__FRAGMENTO DEL TEXTO__.
____

Esta inclinación favorable del público habanero continuó a través de todas las épocas. En oportunidades llegaron a funcionar en nuestra capital más de media docena de teatros, en los que se representaban distintos géneros.
Pero hubo momentos en que pareció que nuestro público perdía su interés por las audiciones teatrales. Uno de esos infortunados períodos se produjo alrededor de 1930. Crisis económica, situación política inestable, agudizado todo ello por el advenimiento del cine sonoro, hizo que de La Habana huyeran los brillantes elencos que otrora la visitaban y hasta nuestro teatro vernáculo, representado exitosamente durante décadas por el género alhambresco, comenzó su etapa decadente.
No obstante, había algunos chispazos que lograban el favor del público. Uno de ellos fue el llamado Theatrical Tent Cents, que bajo la tutela de los conocidos empresarios Santos y Artigas, comenzó a actuar en el Teatro Nacional.
Era el momento estelar de la infiltración norteamericana en Cuba y como el propio nombre del espectáculo lo indica, hasta para ir al teatro había que “americanizarse”.
Era este una sucesión de cuadros sencillos, en la que no se ofrecía nada de particular. Indistintamente se llevaba a la escena el tango de moda, la canción del momento, la eterna pareja de bailes españoles y la rumba mixtificada. Cosas sin mayor trascendencia y no siempre interpretadas de la mejor manera. Desgraciadamente, algunos espectáculos de cabaret y programas “estelares” de TV mantienen aún la misma tónica.

____

__DATOS PROPORCIONADOS__.

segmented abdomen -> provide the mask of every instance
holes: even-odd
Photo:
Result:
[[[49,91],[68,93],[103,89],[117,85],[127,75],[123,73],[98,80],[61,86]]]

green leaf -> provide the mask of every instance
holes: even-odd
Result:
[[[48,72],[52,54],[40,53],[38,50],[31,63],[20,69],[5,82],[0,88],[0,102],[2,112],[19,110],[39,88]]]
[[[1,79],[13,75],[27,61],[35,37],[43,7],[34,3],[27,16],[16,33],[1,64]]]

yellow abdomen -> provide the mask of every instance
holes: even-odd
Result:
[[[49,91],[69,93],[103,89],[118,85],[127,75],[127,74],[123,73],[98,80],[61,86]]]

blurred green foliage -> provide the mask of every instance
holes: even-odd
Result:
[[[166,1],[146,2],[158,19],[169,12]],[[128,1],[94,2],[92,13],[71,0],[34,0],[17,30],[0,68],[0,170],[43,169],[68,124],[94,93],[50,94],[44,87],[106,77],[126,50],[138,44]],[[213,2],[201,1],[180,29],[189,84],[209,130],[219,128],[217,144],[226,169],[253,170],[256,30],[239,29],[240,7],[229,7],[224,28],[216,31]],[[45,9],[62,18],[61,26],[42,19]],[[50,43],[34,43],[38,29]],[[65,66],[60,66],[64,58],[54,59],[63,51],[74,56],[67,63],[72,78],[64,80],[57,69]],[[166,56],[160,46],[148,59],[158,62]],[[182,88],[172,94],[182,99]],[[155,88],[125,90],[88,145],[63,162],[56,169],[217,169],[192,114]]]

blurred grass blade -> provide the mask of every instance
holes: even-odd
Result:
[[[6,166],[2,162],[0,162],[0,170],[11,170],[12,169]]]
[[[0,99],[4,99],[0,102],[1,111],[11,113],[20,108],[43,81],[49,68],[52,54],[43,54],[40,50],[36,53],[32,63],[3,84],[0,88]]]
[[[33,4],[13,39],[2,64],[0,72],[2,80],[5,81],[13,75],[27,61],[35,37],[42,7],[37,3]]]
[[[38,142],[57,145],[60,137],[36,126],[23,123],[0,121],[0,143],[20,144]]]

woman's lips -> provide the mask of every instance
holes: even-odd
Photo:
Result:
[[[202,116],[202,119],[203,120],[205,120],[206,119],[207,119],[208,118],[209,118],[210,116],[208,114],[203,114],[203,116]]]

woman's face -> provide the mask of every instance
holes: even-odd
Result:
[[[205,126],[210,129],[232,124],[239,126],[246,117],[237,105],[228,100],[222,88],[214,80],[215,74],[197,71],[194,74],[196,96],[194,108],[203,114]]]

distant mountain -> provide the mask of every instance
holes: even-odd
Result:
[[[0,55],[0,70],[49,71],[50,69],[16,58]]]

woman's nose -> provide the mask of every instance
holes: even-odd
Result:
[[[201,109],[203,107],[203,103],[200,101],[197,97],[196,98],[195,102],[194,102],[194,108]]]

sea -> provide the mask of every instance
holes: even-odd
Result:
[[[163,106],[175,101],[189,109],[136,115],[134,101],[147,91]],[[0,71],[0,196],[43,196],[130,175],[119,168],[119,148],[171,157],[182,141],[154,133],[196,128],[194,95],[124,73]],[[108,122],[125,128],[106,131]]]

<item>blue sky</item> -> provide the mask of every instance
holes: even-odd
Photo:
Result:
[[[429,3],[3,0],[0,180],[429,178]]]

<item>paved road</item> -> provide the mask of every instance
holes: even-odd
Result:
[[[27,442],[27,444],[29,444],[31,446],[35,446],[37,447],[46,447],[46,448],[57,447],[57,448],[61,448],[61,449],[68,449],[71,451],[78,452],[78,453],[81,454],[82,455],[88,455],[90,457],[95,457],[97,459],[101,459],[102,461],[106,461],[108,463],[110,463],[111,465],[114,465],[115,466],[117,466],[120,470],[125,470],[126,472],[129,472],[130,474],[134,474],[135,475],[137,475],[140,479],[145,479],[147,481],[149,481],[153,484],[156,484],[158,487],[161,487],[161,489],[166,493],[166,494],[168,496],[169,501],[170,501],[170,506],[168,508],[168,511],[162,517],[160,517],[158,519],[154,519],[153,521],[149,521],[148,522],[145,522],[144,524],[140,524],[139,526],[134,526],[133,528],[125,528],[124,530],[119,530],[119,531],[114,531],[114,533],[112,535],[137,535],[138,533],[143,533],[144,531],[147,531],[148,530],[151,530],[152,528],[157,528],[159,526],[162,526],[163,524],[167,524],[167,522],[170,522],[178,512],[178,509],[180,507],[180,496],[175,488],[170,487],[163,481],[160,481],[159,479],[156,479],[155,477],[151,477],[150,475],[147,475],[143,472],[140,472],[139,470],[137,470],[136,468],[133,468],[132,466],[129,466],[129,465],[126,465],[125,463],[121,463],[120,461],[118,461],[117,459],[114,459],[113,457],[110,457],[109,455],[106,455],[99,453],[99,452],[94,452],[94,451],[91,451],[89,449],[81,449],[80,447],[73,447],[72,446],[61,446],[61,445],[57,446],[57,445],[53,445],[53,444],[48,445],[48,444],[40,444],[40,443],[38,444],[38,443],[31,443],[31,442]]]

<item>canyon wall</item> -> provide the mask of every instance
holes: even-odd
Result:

____

__EJERCICIO__.
Por favor, retoma el texto sobre el teatro en La Habana y continúalo después de su última oración.

__RESULTADO DEL EJERCICIO__.
Había siempre un número de fuerza que actuaba como “gancho” durante dos o tres semanas. La inconmensurable Rita, el Trío Matamoros, el cantante Collazo, cumplieron ese papel en distintas oportunidades. En cierta ocasión esa labor recayó en el tenor santiaguero Emilio Medrano, cantante de grandes facultades, quien después de algunos años de estudio en Italia había regresado a la Patria, y obtenido sonados triunfos con sus interpretaciones en Niña Rita y otras zarzuelas de nuestro mejor género lírico.
Medrano se presentaba invariablemente durante los quince días de su actuación, interpretando un conocido canto de guerra titulado Hatuey, original del maestro Eliseo Grenet. Al caracterizar al rebelde cacique dominicano se adelantaba al público en actitud desafiante y con peculiar modo de cantar (hacía gestos exagerados en la vocalización) noche tras noche le decía:
¡Yo soy Hatuey!
¡yo soy siboney!
Yo a las almas redimo
¡Hatuey!
Más sucedió que un domingo por la noche, con el teatro lleno en toda su capacidad de un público que “se las traía”, al adelantarse para entonar su número, solamente pudo decir las dos primeras frases:
¡Yo soy Hatuey!
¡yo soy siboney!
De las localidades altas del coliseo salió una inconfundible voz, con acento español, que le dijo:
–Tú lo que eres es un come m…
El escándalo y la risa demoraron más de media hora la continuación del espectáculo.
Contando la ocurrencia, el simpático Medrano decía que en aquel momento hubiera querido ser de verdad el cacique Hatuey, pero en el trance de su suplicio en la hoguera… y que seguramente le habría preguntado al confesor que lo acompañara en tan difícil situación, si “por allá arriba también había españoles”.